__Source excerpt__.
Herbert Ward (sculptor)


Herbert Ward was a British sculptor, illustrator, writer and African explorer. He was a member of Henry Morton Stanley's Emin Pasha Relief Expedition and became a close friend of Roger Casement while they were working in the Congo Free State. Ward later became a sculptor and lived in France. He was awarded the Croix de Guerre, was twice mentioned in dispatches in World War I, was an officer of the Légion d'Honneur and a member of the Royal Society of British Sculptors.
He left Mill Hill School at the age of 15 and travelled to New Zealand, spending the next three years in New Zealand and Australia. He was "in turn kauri-gum digger, coal and gold miner, stock-rider, circus performer and sail-maker". He then spent a year as a cadet with the British North Borneo Company, but a bout of malaria forced him to return to England.

In the Congo

In 1884, Ward met Stanley in London, when he was interviewed for a post as an officer in the new Congo Free State. Stanley recommended Ward for a position, and he spent the next two years working on the upper and lower Congo River, where he first met Roger Casement, who was working on construction of a railroad to bypass the cataracts of the lower river. After being replaced by a Belgian officer, Ward joined the Sanford Exploring Company.

__Set problem__. Return everything in the Herbert Ward passage from "He left Mill" down to "return to England.", copied word for word. The entries that follow are separate material with no connection to the Herbert Ward passage.

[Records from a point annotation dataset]
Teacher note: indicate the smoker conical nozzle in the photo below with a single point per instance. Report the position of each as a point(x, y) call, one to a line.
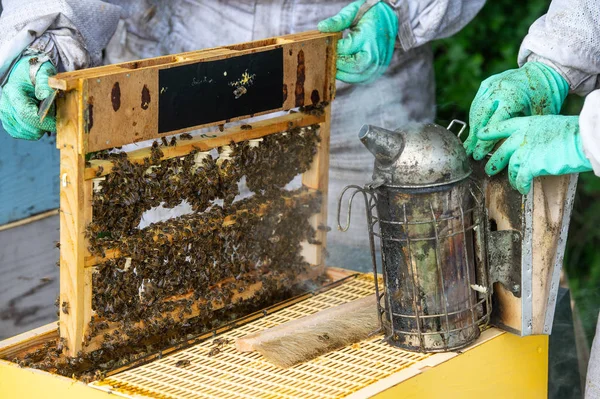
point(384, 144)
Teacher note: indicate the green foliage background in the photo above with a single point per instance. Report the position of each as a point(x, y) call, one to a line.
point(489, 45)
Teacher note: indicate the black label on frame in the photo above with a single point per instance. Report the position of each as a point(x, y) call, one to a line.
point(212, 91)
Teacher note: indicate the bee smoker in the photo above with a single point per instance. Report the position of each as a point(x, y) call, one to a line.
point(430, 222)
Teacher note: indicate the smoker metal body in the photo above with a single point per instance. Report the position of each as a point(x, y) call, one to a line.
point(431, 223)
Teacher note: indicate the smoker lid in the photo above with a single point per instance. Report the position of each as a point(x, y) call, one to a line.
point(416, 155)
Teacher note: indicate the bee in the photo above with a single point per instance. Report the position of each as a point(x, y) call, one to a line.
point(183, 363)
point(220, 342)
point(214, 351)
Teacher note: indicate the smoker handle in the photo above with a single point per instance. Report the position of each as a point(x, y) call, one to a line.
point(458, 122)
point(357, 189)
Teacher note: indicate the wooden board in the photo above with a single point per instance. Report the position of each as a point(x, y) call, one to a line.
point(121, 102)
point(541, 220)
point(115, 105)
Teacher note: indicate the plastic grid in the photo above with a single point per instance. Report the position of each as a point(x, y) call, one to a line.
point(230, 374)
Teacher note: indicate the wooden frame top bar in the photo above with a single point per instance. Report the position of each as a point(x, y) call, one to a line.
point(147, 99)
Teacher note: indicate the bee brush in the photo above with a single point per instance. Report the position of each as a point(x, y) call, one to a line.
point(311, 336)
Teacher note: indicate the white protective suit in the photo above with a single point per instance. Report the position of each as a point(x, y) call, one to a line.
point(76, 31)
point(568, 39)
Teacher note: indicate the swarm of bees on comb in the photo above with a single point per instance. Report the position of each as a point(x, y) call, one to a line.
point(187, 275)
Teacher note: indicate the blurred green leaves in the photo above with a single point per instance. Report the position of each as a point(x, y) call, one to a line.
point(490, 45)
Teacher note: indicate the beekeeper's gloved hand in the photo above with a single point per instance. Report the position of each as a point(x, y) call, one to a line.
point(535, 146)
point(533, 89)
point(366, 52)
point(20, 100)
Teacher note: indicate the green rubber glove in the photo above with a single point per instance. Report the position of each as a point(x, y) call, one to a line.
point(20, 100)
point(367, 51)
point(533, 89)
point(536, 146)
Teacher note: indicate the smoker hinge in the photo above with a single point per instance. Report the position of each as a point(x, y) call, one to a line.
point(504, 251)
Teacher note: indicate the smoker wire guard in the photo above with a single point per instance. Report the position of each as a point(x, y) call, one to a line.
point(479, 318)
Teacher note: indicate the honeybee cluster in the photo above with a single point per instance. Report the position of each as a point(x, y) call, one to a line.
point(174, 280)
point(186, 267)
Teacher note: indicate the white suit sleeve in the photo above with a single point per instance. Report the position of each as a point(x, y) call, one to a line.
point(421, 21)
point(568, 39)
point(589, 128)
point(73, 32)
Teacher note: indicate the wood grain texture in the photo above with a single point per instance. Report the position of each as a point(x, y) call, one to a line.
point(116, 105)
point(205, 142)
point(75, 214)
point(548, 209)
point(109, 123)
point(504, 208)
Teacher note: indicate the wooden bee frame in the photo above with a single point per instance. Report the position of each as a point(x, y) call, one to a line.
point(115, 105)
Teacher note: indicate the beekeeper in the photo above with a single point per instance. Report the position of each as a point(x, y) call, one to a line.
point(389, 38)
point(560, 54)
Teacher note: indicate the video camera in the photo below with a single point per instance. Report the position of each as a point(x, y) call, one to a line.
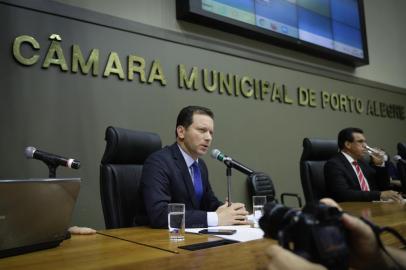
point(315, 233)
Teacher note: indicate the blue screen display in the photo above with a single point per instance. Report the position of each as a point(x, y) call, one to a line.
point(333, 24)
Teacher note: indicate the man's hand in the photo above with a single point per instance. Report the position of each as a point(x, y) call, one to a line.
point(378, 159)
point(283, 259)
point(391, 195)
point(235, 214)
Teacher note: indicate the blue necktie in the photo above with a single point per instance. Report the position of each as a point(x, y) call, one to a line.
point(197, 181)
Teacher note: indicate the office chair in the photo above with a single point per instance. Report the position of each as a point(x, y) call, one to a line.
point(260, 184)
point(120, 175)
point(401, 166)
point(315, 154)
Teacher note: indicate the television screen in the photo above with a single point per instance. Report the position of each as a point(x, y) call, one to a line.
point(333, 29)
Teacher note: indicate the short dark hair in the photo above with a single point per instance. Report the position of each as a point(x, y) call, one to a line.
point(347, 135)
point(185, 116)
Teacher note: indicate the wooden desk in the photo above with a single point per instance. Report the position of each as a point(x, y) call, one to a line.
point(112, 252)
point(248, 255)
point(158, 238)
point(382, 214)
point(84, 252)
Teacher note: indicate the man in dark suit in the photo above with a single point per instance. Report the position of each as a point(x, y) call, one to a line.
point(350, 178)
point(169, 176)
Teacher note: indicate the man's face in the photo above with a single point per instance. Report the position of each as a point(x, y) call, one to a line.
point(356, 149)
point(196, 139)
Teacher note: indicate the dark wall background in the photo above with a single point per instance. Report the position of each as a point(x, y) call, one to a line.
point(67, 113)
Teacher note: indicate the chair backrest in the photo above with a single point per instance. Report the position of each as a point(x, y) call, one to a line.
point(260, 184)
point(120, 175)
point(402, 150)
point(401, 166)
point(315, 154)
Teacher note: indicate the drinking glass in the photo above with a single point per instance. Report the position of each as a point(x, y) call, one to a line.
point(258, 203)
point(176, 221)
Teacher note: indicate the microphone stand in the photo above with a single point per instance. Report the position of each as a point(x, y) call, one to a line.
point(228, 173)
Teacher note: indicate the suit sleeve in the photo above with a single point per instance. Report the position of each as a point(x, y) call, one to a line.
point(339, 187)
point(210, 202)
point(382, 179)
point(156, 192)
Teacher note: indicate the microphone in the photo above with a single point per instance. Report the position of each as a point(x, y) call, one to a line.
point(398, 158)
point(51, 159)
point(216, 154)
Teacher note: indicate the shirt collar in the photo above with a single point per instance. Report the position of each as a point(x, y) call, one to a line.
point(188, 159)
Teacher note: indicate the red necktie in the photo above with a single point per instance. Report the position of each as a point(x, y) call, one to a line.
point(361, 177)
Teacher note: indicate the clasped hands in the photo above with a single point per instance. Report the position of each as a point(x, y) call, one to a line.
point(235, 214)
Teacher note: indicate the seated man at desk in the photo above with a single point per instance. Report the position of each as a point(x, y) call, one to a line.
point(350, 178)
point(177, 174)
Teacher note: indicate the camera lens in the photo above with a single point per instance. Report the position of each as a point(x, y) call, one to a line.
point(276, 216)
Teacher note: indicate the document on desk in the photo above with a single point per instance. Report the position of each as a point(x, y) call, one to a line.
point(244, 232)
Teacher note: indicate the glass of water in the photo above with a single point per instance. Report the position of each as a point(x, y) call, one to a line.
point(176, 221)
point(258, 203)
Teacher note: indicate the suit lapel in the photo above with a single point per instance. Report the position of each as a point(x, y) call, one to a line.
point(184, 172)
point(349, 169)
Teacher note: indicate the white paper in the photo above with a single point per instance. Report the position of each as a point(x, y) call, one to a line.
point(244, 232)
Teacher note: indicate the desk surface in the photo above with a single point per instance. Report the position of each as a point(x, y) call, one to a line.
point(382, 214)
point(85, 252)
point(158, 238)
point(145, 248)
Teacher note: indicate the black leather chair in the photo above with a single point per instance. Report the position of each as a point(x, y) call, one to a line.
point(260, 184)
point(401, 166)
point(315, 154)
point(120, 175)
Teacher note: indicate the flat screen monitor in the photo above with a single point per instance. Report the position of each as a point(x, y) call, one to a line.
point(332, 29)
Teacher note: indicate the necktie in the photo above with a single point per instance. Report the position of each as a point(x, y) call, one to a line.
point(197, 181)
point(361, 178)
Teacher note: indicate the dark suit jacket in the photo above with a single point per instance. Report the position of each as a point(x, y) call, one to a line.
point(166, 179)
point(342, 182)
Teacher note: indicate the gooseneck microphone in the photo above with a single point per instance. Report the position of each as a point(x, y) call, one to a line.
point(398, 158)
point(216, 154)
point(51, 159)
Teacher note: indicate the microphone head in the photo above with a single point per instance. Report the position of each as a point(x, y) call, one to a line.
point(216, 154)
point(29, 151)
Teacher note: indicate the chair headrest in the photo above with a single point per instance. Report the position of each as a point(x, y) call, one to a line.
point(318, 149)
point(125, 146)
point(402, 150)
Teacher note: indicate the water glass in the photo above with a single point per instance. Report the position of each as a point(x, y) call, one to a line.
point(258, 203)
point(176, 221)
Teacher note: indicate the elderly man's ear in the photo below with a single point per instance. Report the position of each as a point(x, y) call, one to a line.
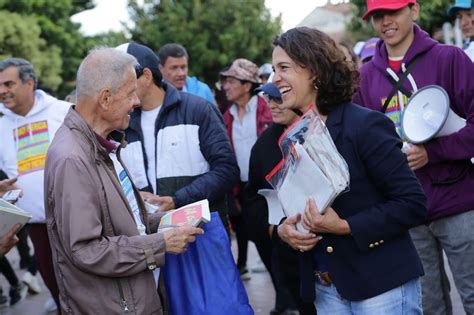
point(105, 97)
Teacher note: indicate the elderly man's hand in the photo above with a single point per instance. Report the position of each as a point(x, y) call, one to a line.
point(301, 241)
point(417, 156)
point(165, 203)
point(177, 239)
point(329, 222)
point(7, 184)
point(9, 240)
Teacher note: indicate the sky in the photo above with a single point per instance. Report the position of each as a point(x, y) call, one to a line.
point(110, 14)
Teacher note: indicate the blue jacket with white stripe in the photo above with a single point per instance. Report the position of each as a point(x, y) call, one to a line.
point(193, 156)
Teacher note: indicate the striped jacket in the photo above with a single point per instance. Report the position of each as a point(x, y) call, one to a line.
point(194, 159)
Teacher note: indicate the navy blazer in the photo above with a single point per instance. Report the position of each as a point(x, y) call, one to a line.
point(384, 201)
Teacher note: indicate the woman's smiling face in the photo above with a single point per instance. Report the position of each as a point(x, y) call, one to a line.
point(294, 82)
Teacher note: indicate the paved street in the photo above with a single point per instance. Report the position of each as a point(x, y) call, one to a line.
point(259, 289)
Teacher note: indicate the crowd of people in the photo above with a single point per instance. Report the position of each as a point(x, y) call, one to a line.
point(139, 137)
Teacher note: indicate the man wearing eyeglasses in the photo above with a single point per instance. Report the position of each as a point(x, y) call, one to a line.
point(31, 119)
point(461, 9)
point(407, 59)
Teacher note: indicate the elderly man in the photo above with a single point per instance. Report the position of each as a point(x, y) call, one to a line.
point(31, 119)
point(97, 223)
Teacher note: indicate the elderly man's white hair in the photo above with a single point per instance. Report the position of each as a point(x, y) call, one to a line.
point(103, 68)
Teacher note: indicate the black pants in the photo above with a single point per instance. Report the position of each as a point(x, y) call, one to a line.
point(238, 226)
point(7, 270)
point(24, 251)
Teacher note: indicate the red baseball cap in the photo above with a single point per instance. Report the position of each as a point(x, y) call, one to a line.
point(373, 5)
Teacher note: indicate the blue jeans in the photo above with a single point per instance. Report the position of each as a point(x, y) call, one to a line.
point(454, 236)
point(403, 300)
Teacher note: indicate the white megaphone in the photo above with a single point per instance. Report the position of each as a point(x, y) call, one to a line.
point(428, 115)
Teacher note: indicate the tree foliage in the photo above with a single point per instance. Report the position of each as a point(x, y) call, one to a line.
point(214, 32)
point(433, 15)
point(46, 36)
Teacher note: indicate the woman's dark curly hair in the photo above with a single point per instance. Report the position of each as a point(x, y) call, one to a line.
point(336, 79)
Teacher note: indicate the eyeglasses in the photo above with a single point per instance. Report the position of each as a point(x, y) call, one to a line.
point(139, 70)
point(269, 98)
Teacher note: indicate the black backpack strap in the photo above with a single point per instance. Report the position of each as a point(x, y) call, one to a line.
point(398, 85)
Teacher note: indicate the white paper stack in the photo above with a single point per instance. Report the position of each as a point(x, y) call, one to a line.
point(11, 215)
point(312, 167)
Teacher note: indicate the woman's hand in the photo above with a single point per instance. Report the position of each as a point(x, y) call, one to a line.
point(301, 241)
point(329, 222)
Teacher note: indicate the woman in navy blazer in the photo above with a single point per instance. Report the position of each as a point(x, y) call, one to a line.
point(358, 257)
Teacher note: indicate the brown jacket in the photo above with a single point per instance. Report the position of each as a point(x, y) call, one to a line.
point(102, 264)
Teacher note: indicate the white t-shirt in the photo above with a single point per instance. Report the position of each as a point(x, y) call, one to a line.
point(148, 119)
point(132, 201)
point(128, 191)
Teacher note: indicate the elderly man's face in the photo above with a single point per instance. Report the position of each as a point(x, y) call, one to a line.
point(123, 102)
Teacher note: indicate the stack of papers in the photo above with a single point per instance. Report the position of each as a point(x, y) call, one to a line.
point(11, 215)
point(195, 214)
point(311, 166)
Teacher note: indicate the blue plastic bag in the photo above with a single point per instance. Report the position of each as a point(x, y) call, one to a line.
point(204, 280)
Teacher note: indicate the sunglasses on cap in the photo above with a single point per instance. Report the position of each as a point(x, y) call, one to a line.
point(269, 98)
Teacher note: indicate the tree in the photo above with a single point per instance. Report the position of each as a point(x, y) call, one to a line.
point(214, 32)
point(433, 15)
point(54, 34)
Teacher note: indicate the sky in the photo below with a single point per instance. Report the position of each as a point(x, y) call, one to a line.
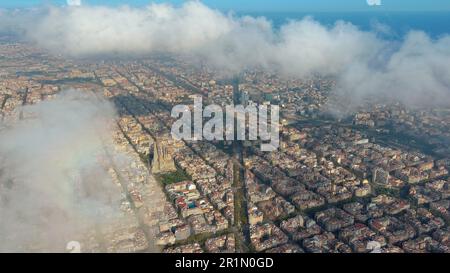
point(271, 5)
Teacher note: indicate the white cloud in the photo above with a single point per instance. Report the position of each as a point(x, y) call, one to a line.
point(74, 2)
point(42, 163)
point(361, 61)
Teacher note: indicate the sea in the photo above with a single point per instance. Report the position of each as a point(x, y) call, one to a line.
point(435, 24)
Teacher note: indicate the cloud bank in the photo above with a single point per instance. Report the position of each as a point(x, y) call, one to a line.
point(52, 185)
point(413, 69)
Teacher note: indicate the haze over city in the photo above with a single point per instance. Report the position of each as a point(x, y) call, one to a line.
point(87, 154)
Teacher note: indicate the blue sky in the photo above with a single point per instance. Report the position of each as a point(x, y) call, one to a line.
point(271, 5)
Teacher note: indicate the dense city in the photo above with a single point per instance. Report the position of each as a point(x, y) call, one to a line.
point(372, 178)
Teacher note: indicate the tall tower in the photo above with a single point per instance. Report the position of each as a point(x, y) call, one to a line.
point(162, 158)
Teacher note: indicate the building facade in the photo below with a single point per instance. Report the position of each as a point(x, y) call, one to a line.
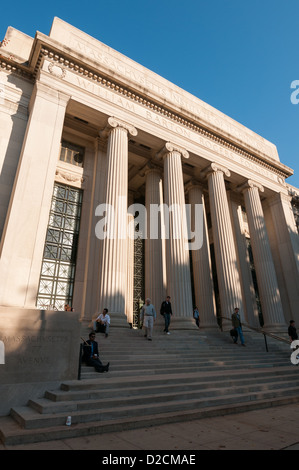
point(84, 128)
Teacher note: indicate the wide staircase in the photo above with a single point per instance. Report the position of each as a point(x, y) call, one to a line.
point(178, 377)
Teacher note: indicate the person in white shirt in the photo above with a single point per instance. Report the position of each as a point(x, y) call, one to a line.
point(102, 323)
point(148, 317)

__Output for this exercise__.
He left Mill Hill School at the age of 15 and travelled to New Zealand, spending the next three years in New Zealand and Australia. He was "in turn kauri-gum digger, coal and gold miner, stock-rider, circus performer and sail-maker". He then spent a year as a cadet with the British North Borneo Company, but a bout of malaria forced him to return to England.